◆ **Your goal**
Rewrite the lines from the one with "the window frame." to the one with "(307, 70), (487, 292)", requests included, multiplying every bounding-box coordinate by 2.05 and rounding to the nearest whole number, with halves rounded up. Leave the pictures out.

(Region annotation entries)
* * * * * * *

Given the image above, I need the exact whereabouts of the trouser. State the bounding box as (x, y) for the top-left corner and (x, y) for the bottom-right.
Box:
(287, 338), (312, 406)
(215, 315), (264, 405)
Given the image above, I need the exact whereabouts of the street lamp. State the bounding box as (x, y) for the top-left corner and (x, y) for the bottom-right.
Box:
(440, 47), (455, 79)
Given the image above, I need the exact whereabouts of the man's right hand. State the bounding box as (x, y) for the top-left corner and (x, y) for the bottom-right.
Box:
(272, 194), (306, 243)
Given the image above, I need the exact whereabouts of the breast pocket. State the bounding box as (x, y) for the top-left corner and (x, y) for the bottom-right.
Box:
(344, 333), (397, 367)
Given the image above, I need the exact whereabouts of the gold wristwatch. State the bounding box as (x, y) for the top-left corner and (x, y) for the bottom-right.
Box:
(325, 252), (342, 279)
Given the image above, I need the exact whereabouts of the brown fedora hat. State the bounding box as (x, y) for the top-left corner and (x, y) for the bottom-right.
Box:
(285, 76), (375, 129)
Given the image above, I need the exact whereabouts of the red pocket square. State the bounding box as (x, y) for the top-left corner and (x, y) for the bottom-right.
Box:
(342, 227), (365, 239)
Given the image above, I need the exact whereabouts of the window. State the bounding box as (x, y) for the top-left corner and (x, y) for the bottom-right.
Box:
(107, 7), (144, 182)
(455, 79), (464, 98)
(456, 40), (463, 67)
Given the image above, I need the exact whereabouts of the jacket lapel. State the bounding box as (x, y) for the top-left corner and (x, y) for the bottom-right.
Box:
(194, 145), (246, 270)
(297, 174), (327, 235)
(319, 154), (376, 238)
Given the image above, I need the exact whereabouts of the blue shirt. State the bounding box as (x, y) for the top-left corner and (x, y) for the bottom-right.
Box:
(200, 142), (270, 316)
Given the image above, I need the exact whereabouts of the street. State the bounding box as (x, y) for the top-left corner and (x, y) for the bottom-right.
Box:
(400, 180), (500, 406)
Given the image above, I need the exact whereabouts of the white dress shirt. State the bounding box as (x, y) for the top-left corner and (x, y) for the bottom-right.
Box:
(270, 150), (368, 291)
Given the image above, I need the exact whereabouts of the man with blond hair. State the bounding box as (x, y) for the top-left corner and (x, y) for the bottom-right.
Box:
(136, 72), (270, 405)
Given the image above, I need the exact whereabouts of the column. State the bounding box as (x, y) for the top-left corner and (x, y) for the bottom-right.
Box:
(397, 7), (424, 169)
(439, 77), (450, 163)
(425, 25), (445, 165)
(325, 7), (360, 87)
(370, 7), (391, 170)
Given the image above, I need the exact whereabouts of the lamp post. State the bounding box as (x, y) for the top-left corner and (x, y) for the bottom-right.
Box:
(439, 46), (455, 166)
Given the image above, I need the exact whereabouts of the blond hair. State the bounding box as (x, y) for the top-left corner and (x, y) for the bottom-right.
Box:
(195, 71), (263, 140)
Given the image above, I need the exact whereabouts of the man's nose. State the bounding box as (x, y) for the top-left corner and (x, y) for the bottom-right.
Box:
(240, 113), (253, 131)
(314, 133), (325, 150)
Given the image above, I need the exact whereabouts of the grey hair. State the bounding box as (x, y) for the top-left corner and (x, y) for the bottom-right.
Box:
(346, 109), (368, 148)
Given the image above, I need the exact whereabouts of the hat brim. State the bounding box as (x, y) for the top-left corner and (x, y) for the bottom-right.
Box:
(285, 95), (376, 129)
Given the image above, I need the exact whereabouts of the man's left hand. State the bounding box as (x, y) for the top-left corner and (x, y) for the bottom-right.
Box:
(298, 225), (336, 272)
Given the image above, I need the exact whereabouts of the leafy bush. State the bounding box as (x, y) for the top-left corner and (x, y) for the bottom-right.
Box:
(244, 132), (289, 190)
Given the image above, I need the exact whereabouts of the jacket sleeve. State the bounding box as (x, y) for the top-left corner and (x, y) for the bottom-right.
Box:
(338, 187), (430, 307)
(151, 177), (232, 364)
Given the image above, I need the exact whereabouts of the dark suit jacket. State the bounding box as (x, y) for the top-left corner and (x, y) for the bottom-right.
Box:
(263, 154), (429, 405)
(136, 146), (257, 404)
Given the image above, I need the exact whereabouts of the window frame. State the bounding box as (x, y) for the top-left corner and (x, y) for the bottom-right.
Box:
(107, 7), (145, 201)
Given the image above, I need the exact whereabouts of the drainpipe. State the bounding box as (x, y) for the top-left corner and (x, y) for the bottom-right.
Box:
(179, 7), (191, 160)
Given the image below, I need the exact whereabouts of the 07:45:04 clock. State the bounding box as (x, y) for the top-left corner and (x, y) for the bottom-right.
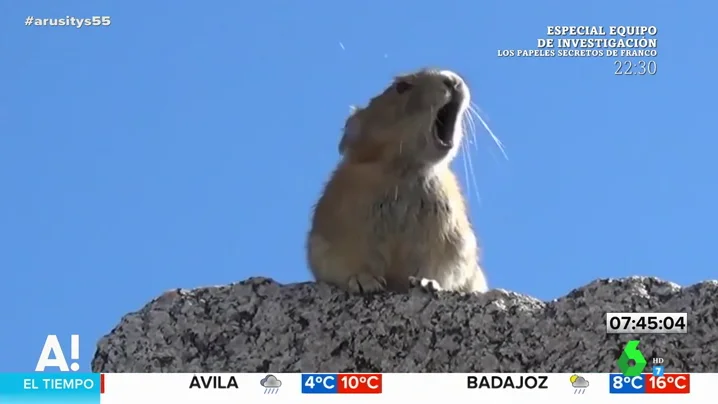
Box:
(613, 60), (658, 76)
(606, 313), (688, 334)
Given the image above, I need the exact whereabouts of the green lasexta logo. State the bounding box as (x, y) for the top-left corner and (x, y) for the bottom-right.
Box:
(616, 340), (646, 377)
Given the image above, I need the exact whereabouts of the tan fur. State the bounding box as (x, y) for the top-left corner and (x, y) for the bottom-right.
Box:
(307, 70), (487, 292)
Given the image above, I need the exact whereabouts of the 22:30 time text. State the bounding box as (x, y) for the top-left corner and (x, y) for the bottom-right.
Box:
(613, 60), (658, 76)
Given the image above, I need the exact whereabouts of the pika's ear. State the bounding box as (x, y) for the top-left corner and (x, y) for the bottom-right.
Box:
(339, 105), (361, 155)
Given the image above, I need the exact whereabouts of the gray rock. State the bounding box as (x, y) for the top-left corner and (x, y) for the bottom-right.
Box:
(92, 277), (718, 373)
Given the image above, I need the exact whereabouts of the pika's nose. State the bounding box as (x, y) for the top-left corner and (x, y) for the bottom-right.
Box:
(441, 70), (464, 90)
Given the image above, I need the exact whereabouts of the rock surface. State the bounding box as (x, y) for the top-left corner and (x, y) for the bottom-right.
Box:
(92, 277), (718, 373)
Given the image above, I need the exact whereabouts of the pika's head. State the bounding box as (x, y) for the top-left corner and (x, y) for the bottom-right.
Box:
(339, 70), (470, 168)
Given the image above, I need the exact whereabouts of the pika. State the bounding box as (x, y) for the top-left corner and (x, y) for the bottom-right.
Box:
(306, 69), (488, 293)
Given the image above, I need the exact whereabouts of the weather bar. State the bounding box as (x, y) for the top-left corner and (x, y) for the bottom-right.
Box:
(302, 373), (382, 394)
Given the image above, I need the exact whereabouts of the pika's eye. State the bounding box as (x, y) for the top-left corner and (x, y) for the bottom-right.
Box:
(394, 81), (412, 94)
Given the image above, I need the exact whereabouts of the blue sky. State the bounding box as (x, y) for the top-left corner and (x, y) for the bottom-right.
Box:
(0, 0), (718, 371)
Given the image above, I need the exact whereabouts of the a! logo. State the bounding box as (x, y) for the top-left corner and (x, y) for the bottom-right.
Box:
(616, 340), (646, 377)
(35, 334), (80, 372)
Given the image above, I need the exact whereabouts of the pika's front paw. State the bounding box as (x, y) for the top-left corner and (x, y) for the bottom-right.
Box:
(347, 274), (386, 294)
(409, 276), (442, 294)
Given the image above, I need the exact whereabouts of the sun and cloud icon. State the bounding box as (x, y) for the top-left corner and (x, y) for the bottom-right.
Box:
(259, 375), (282, 394)
(569, 375), (588, 394)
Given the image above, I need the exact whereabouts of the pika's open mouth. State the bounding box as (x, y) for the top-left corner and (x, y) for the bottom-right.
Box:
(434, 99), (461, 149)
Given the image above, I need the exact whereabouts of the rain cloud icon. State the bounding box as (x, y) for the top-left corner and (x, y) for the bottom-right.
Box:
(259, 375), (282, 394)
(570, 375), (588, 394)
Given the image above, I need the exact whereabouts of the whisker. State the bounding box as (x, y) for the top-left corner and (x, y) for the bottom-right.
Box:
(469, 103), (509, 160)
(466, 105), (479, 152)
(461, 114), (481, 204)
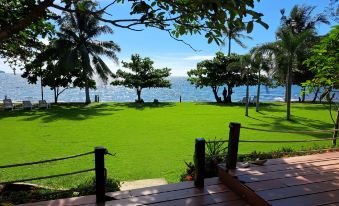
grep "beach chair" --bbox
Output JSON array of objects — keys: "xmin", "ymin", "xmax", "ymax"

* * * * * * *

◆ **Task response**
Given the image above, I need the exact whereabouts of the window frame. State the bounding box as (x, y) for the top-left corner and (x, y) for the bottom-right.
Box:
(219, 14), (297, 412)
Given the image above, I need the exact whereabouts of the drainpipe. State the bounding box as (x, y) for the top-left corner and (x, y) for the bottom-right.
Box:
(367, 14), (392, 328)
Given the image below, I need the exact whereabouts of the 07:45:04 clock. State the bounding box as (x, y) for the top-left corner and (x, y) for the bottom-right.
Box:
(1257, 123), (1349, 156)
(1242, 642), (1410, 685)
Given the image above, I need the exact whereabouts of the green lasexta logo. State the bounding box as (x, y) for the top-left corner and (x, y) for the bottom-right.
Box:
(1263, 697), (1324, 773)
Given the image above, I need the exact whereabouts of the tan fur. State the bounding box as (x, y) for the top-left corner and (x, y) for the bottom-right.
Box:
(629, 144), (998, 599)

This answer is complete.